[start]
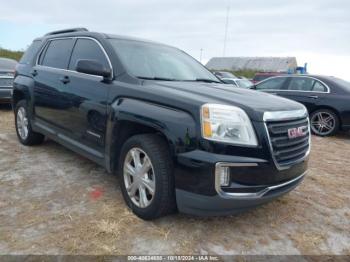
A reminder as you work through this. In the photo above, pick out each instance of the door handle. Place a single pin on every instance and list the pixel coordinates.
(65, 79)
(34, 72)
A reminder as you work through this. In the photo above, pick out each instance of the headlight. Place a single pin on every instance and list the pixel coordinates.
(228, 124)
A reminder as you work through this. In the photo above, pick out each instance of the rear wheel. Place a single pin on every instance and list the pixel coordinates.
(146, 176)
(24, 130)
(324, 122)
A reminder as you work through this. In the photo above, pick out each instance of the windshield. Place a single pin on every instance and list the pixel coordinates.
(244, 83)
(159, 62)
(226, 74)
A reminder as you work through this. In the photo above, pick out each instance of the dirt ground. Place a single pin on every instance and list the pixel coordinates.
(52, 201)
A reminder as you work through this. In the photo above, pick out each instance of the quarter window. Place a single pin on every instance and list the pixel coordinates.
(31, 52)
(301, 84)
(272, 84)
(87, 49)
(58, 53)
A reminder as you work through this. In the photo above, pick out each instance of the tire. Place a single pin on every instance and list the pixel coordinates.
(159, 175)
(24, 130)
(324, 122)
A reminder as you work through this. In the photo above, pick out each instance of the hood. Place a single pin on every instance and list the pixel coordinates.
(254, 103)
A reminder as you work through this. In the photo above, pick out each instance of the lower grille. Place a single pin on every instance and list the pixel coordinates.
(288, 147)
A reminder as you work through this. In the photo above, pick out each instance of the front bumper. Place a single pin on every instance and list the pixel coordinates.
(201, 205)
(252, 182)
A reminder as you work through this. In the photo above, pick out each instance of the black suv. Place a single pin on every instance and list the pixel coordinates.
(176, 136)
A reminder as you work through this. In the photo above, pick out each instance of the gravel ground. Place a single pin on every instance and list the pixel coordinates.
(52, 201)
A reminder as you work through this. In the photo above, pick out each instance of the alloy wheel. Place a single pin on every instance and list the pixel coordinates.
(323, 123)
(22, 123)
(139, 178)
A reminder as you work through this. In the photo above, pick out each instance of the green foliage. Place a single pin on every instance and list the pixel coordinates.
(16, 55)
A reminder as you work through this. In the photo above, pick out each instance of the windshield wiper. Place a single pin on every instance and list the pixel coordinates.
(156, 78)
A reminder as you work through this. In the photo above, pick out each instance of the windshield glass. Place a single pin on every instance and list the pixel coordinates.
(226, 74)
(159, 62)
(244, 83)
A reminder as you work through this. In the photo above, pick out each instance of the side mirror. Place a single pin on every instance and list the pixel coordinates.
(92, 67)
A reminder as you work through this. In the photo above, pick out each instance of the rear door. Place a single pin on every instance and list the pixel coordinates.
(52, 102)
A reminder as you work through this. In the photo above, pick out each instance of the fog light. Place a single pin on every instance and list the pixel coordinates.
(224, 174)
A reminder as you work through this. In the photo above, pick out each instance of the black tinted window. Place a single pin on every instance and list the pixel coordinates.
(31, 52)
(57, 53)
(301, 84)
(273, 83)
(87, 49)
(319, 87)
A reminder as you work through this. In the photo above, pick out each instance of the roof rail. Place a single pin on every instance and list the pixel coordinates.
(70, 30)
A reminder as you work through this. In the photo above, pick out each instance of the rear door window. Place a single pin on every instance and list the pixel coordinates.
(301, 84)
(30, 53)
(58, 53)
(272, 84)
(87, 49)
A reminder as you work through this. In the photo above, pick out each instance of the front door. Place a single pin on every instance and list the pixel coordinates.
(52, 101)
(89, 95)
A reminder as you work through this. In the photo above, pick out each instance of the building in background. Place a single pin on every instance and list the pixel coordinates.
(261, 64)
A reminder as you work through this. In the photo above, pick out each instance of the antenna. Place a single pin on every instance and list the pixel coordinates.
(226, 26)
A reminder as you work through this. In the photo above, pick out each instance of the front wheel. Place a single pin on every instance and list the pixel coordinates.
(324, 122)
(146, 176)
(24, 130)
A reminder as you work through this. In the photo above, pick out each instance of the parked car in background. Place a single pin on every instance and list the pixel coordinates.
(224, 74)
(264, 75)
(7, 69)
(177, 137)
(243, 83)
(326, 98)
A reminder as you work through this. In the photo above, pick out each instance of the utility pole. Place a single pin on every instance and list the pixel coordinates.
(226, 27)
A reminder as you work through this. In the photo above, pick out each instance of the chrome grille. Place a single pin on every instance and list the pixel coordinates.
(287, 151)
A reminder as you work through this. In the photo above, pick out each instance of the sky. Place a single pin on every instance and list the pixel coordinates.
(314, 31)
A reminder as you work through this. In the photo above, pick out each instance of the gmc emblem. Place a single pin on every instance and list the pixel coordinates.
(297, 132)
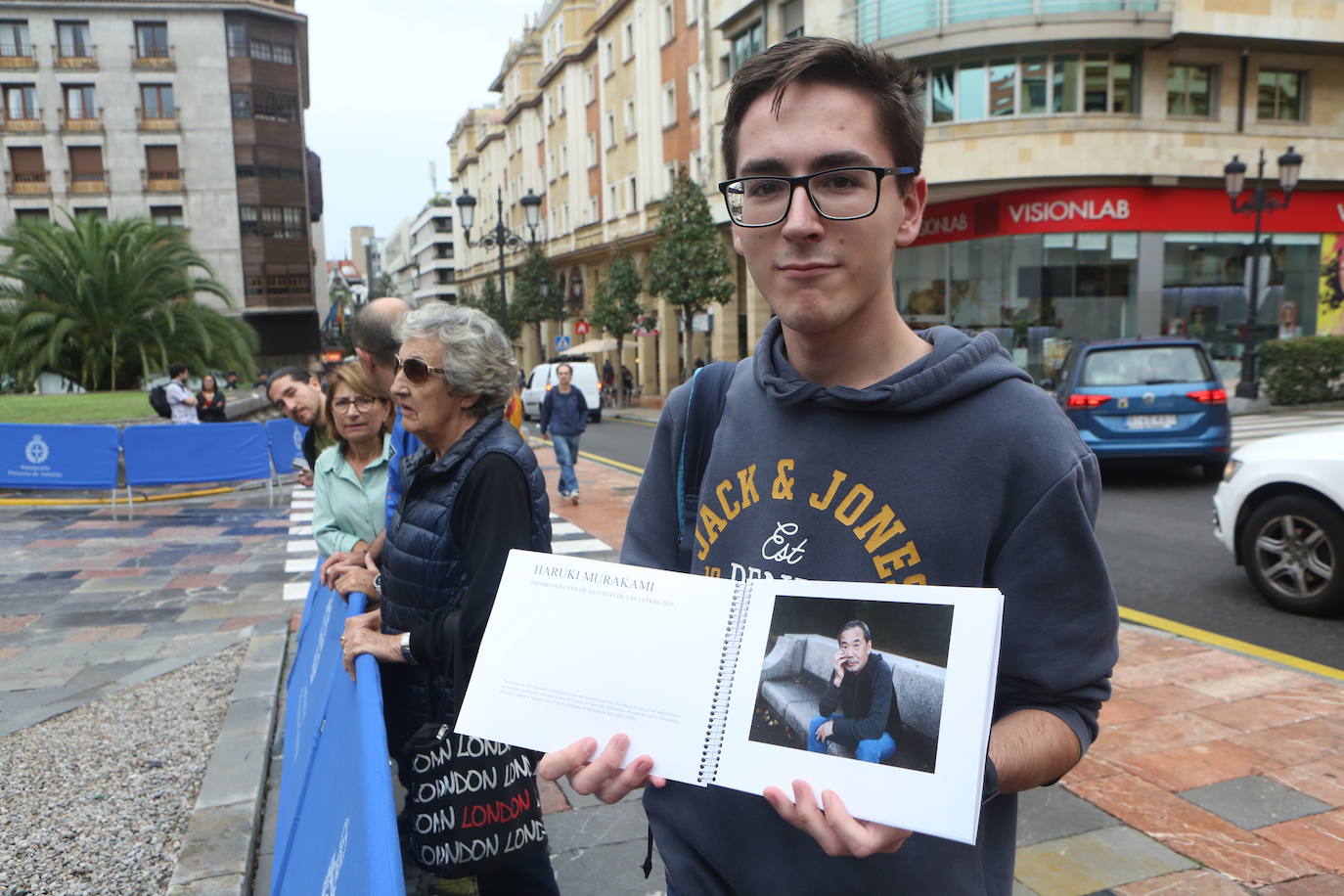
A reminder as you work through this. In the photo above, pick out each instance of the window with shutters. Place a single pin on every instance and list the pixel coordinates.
(86, 169)
(152, 39)
(27, 165)
(157, 101)
(21, 103)
(79, 103)
(161, 164)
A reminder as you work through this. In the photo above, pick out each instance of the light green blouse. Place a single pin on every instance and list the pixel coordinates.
(347, 510)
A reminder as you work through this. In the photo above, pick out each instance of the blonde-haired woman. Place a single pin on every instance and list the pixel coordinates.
(349, 478)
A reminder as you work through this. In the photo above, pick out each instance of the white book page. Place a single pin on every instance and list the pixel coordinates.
(579, 648)
(942, 801)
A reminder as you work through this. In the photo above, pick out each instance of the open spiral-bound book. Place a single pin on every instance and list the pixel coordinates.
(728, 683)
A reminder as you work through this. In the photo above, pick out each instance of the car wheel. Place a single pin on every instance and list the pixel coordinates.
(1293, 550)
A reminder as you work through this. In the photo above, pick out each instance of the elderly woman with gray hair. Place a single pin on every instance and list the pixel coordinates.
(470, 496)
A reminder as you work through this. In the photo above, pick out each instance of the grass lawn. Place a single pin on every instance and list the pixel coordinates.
(75, 409)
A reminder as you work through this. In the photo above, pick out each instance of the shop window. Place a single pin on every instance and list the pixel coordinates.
(1003, 86)
(1035, 85)
(1279, 96)
(1189, 92)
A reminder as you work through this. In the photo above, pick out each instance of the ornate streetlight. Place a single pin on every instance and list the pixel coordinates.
(1260, 202)
(500, 236)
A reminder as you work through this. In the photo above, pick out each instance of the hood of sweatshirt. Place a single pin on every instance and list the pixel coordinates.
(959, 366)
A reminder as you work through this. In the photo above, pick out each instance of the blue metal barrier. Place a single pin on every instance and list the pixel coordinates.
(58, 456)
(336, 827)
(287, 442)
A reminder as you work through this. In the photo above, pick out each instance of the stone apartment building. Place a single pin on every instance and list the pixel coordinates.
(1074, 151)
(190, 113)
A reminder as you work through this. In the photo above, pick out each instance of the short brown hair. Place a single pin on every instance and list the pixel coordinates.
(360, 381)
(893, 83)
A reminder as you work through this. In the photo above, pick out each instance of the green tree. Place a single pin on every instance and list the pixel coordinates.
(687, 265)
(488, 299)
(615, 304)
(109, 304)
(536, 294)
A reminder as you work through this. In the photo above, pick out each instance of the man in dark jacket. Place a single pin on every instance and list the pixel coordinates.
(564, 414)
(858, 708)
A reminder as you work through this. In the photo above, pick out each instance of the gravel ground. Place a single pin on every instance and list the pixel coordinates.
(97, 801)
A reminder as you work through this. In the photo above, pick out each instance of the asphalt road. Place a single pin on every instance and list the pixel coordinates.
(1159, 543)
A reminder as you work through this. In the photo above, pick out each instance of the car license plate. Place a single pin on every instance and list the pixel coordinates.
(1150, 421)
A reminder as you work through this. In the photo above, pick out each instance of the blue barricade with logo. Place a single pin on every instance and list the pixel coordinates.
(168, 454)
(58, 456)
(336, 825)
(287, 442)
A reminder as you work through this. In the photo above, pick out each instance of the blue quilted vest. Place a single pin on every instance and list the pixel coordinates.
(421, 564)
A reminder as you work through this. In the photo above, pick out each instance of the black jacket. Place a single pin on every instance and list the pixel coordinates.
(867, 700)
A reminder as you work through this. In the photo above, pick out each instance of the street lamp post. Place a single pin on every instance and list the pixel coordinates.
(500, 236)
(1260, 202)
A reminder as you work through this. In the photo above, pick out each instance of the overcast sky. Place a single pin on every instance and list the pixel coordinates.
(388, 82)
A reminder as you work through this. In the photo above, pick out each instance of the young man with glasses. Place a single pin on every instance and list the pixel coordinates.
(884, 454)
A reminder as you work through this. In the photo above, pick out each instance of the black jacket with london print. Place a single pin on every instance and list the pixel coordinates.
(956, 470)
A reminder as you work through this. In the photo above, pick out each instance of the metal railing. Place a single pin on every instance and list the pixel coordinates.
(883, 19)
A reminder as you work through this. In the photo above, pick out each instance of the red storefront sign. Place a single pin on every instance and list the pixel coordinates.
(1121, 208)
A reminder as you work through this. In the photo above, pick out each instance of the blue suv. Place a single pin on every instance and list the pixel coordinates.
(1148, 398)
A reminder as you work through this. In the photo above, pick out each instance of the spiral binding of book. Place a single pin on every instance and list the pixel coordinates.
(723, 683)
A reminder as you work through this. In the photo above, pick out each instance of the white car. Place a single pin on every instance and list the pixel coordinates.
(543, 379)
(1279, 511)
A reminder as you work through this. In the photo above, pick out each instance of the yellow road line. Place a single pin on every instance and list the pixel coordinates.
(139, 499)
(1230, 644)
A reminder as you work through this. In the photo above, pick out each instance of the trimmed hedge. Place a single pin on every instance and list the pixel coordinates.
(1309, 368)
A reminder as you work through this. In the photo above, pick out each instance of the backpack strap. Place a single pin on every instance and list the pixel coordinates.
(703, 411)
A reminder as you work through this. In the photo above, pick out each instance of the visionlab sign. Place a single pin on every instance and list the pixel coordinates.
(1120, 208)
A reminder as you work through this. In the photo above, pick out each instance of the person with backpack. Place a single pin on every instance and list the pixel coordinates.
(886, 454)
(182, 403)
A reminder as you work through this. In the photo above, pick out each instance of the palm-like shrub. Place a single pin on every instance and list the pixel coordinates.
(108, 304)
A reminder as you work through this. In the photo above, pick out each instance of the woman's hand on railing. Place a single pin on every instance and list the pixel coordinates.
(363, 634)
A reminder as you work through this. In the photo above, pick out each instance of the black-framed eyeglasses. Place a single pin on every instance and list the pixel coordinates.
(837, 194)
(363, 403)
(417, 370)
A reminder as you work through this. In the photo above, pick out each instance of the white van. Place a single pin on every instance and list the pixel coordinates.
(543, 378)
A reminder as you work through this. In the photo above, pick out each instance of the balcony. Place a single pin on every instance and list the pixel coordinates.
(912, 21)
(86, 183)
(157, 119)
(18, 57)
(89, 121)
(29, 124)
(154, 58)
(75, 58)
(29, 184)
(161, 182)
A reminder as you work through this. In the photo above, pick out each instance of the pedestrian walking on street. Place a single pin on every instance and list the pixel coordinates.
(564, 416)
(210, 400)
(180, 399)
(843, 420)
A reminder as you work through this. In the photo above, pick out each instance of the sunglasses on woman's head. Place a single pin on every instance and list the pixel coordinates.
(417, 371)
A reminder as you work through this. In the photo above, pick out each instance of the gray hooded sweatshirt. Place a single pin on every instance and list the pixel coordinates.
(956, 470)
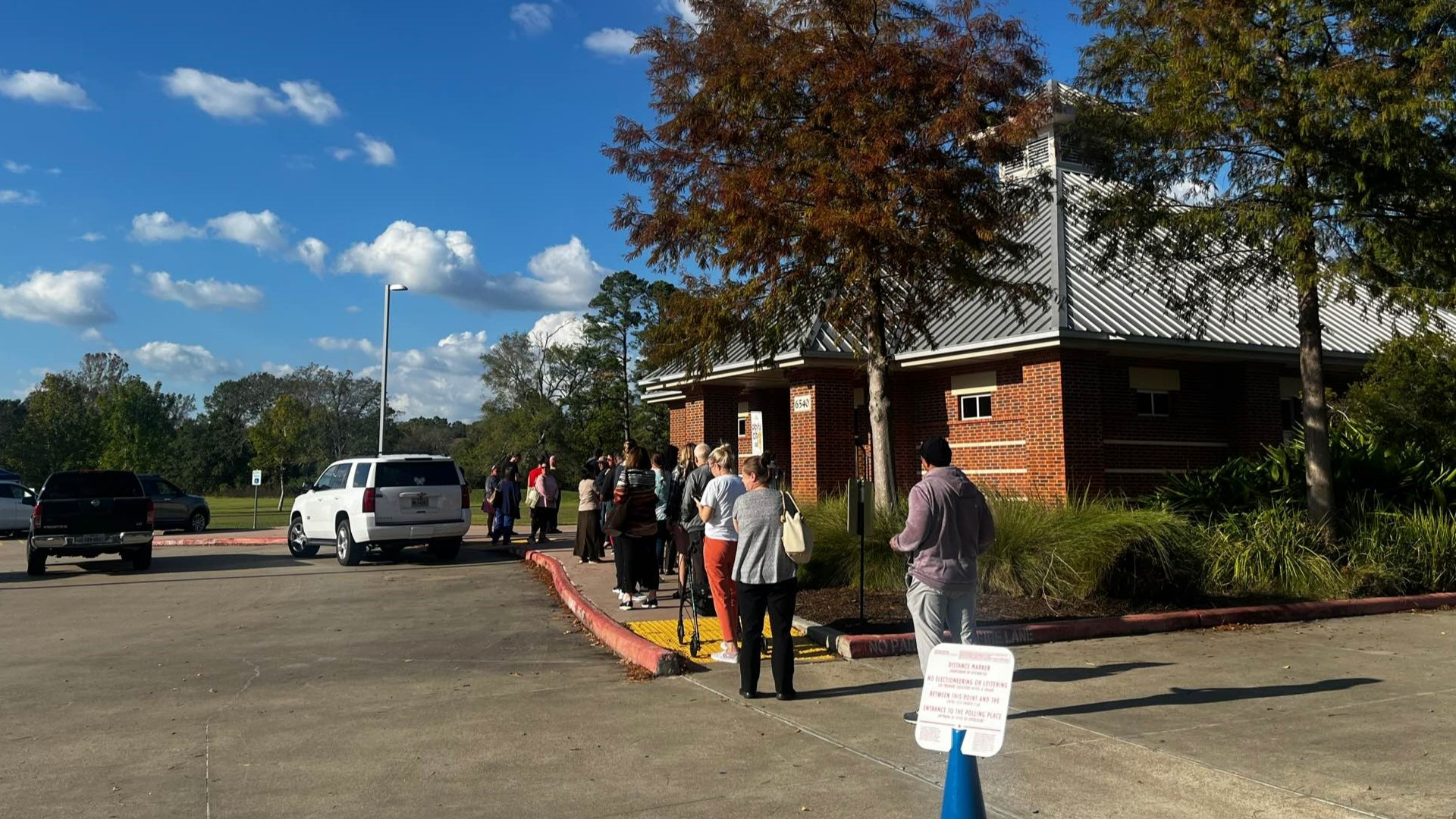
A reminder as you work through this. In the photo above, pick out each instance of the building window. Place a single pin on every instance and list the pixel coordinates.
(976, 407)
(1153, 403)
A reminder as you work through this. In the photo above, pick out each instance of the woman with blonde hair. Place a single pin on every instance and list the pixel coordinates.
(721, 545)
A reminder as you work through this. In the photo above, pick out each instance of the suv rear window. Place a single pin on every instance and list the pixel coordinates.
(71, 485)
(416, 474)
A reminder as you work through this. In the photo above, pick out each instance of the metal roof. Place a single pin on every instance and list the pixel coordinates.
(1126, 305)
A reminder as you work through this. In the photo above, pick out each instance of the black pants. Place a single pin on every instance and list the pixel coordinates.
[end]
§ WHAT IS BEING ASKED: Duplicate the listing above from the line with "the red storefront" to the line with "(1148, 398)", including both of those lines.

§ EXERCISE RESPONSE:
A reminder as you work through this. In the photo above, pick out each instance of the red storefront sign. Place a single pin on every instance and list the pixel coordinates.
(1121, 208)
A reminder as you work through this. In the photo above, pick out each instance of the blue suv. Place a single pin on every instance and list the pixel coordinates.
(1148, 398)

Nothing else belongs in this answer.